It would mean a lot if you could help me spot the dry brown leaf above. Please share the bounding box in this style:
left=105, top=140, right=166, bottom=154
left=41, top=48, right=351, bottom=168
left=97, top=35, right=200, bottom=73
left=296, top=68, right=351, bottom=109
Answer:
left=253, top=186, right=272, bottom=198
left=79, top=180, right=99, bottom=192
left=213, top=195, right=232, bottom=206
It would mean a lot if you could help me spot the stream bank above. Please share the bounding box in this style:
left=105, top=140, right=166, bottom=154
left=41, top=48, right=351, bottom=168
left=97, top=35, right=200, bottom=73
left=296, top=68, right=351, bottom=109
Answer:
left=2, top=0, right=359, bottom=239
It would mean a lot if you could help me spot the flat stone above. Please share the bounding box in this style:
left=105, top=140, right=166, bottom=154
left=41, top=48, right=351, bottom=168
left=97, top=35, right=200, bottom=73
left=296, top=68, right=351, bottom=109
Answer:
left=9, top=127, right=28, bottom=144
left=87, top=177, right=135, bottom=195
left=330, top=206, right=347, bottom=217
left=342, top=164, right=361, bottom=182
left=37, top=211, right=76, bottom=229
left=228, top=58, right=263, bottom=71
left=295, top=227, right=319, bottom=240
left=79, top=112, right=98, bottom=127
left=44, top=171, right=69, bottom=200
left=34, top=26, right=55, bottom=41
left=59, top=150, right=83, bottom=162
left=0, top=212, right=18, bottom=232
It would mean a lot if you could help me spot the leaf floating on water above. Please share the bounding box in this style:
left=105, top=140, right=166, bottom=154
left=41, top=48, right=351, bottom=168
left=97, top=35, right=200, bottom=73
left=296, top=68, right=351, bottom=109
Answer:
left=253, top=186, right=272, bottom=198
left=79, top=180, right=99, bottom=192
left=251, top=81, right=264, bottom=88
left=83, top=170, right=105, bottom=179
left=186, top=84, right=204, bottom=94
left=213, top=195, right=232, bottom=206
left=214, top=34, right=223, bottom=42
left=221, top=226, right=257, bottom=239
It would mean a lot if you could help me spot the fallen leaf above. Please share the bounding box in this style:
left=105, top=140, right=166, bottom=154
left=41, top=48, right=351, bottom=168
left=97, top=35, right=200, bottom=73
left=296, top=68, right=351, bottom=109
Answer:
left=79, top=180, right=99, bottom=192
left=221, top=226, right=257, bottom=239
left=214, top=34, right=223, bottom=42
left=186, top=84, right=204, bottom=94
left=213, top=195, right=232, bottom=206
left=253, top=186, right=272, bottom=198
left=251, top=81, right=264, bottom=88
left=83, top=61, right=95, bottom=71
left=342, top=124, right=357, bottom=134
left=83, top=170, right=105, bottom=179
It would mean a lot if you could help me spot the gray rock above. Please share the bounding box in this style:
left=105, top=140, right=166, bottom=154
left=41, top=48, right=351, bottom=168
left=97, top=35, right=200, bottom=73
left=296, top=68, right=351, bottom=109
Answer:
* * * *
* **Problem requirements**: Transcribe the lines from the one containing "spot the fallen" down to the end of the lines, reproducing each one precisely.

* **Answer to this task**:
It would mean a lot if you could help me spot the fallen leaf above. Please share the bounding box in this style:
left=105, top=140, right=166, bottom=154
left=41, top=48, right=351, bottom=168
left=97, top=35, right=200, bottom=73
left=296, top=68, right=351, bottom=109
Answer:
left=79, top=180, right=99, bottom=192
left=221, top=226, right=257, bottom=239
left=214, top=34, right=223, bottom=42
left=186, top=84, right=204, bottom=94
left=213, top=195, right=232, bottom=206
left=253, top=186, right=272, bottom=198
left=251, top=81, right=264, bottom=88
left=83, top=61, right=95, bottom=71
left=342, top=124, right=357, bottom=134
left=83, top=170, right=105, bottom=179
It would mean a lot if you could help me spot the gray rock above. Please share the bounding box in this style:
left=105, top=140, right=166, bottom=154
left=41, top=48, right=351, bottom=168
left=97, top=35, right=200, bottom=73
left=296, top=68, right=351, bottom=109
Answer:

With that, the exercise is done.